* **ЧАСТИ УПРАЖНЕНИЯ**:
1. Перечислите все действия Иосифа, которые названы в цитате в начале текста о плащанице.
2. Напишите продолжение текста о плащанице, начиная сразу после его последней фразы.

"Благообразный Иосиф с древа сняв Пречистое Тело Твое, плащаницею чистою обвив и вонями во гробе новом покрыв, положил". Эти слова, многократно звучащие в православных храмах по всему миру в дни Страстной седмицы, священник произносит каждый раз во время литургии, когда после Великого входа и пения Херувимской песни покрывает воздухом святой хлеб на дискосе и чашу с вином. "Плащаницею чистою обвив"...

* **ВЫДЕРЖКА ИЗ ЗАПИСЕЙ**:
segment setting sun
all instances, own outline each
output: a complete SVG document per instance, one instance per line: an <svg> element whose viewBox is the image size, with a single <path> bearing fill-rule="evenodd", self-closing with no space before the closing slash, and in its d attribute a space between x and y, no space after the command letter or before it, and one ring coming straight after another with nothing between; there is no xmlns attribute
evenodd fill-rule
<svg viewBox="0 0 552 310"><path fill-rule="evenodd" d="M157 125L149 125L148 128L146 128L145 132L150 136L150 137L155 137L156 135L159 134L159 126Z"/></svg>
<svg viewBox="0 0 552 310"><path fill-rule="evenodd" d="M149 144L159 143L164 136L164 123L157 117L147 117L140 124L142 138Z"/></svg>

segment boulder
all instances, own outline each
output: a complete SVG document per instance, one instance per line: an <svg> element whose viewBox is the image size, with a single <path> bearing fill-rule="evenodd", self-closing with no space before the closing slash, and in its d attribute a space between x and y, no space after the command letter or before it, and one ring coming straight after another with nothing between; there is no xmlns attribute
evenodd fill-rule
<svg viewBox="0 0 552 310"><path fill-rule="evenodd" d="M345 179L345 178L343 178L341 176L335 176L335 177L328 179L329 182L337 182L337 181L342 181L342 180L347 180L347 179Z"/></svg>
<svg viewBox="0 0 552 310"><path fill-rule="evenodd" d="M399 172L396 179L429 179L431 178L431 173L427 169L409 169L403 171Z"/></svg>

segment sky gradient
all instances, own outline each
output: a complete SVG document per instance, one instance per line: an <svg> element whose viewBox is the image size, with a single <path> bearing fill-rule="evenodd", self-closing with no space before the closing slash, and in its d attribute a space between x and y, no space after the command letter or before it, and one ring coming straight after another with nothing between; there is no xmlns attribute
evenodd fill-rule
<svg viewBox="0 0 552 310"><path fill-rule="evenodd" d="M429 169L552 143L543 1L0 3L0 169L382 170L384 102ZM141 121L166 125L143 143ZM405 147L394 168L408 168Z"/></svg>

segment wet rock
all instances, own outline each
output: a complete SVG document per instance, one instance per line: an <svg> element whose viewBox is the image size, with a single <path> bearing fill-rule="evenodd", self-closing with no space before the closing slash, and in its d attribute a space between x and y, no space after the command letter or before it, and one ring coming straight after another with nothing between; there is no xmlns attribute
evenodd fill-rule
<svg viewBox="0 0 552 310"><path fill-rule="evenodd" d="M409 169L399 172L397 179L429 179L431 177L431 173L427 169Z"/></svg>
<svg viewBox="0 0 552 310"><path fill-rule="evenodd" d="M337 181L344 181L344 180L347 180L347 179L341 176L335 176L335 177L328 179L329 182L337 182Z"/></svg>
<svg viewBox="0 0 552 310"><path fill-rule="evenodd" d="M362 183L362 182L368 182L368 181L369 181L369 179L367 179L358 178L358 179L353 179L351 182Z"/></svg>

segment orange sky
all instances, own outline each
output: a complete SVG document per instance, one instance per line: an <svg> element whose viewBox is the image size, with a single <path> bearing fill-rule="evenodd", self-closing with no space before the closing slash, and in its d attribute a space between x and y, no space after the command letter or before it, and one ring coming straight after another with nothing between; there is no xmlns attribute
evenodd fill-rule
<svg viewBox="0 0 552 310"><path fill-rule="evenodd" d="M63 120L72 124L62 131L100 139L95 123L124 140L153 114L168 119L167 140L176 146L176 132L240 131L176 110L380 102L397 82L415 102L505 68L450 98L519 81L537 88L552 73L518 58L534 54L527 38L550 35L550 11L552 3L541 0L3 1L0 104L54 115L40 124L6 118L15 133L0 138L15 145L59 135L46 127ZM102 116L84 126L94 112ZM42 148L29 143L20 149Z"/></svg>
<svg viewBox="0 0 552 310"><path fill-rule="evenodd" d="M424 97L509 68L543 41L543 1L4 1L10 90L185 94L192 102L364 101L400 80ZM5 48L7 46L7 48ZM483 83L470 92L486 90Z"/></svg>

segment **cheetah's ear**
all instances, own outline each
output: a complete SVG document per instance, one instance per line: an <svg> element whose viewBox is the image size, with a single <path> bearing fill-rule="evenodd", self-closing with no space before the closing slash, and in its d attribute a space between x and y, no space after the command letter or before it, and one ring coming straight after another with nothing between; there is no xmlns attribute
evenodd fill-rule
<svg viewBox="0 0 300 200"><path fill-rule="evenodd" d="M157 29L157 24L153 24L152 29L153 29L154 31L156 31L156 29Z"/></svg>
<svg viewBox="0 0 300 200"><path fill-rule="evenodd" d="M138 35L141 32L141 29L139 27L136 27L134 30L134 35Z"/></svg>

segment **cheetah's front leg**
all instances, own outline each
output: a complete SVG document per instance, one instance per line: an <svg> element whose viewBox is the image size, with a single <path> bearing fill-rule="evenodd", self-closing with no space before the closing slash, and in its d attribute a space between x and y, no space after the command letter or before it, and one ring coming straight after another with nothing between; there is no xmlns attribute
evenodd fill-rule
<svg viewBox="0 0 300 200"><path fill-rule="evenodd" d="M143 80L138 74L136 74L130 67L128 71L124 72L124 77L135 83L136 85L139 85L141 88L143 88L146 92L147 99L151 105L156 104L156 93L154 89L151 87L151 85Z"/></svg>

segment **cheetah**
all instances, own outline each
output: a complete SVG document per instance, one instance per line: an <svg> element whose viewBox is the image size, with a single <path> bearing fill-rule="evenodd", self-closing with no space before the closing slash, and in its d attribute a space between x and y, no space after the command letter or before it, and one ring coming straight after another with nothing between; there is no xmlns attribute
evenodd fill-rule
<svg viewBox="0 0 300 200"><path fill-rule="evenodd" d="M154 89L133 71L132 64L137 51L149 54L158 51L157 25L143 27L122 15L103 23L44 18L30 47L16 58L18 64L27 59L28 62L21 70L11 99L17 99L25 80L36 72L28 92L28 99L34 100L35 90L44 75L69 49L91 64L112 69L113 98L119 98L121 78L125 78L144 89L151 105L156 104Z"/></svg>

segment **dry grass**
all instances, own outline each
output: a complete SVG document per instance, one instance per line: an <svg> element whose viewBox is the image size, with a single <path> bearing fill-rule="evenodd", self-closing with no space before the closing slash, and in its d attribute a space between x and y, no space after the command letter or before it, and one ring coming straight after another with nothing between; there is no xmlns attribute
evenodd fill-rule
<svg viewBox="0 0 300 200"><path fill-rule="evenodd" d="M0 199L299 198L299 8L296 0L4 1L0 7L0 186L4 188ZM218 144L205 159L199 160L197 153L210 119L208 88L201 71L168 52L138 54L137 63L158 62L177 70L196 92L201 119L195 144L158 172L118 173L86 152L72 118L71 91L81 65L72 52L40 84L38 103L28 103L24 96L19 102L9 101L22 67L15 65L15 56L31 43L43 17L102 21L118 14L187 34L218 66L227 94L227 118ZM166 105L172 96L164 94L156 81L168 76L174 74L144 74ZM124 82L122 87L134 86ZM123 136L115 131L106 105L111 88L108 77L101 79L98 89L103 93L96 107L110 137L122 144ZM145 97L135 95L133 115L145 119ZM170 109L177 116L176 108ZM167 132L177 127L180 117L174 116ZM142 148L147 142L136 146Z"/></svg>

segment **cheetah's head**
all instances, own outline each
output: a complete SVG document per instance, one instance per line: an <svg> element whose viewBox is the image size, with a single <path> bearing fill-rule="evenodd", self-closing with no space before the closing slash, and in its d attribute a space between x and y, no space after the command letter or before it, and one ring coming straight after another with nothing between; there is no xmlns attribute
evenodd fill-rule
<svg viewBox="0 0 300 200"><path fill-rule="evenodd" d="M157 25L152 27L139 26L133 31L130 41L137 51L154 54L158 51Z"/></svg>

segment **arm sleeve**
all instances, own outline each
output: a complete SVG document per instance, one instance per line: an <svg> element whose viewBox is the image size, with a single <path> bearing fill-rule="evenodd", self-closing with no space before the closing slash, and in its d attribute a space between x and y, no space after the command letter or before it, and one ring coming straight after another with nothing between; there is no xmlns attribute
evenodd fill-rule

* **ОТВЕТЫ ПО ЗАДАНИЯМ**:
1. С древа сняв Пречистое Тело; плащаницею чистою обвив; вонями во гробе новом покрыв; положил.

2.
Слова эти, как это нередко бывает в византийской церковной поэзии, почти дословно взяты из разных мест Евангелия, в которых описывается погребение Иисуса, совершенное Иосифом и Никодимом. "И взяв Тело Иосиф обвил его чистою плащаницею и положил его в новом своем гробе" (Мф 27:59-60). Слова этого краткого гимна мне довелось в капелле собора святого Иоанна Предтечи в Турине произнести на церковнославянском языке. Об этом меня попросила одна из местных жительниц, которая среди других добровольцев следила за тем, чтобы паломники, подходя к Плащанице, сохраняли молчание и ровно через три минуты, уступая место следующей группе, отходили от алтаря, у которого она была выставлена для поклонения.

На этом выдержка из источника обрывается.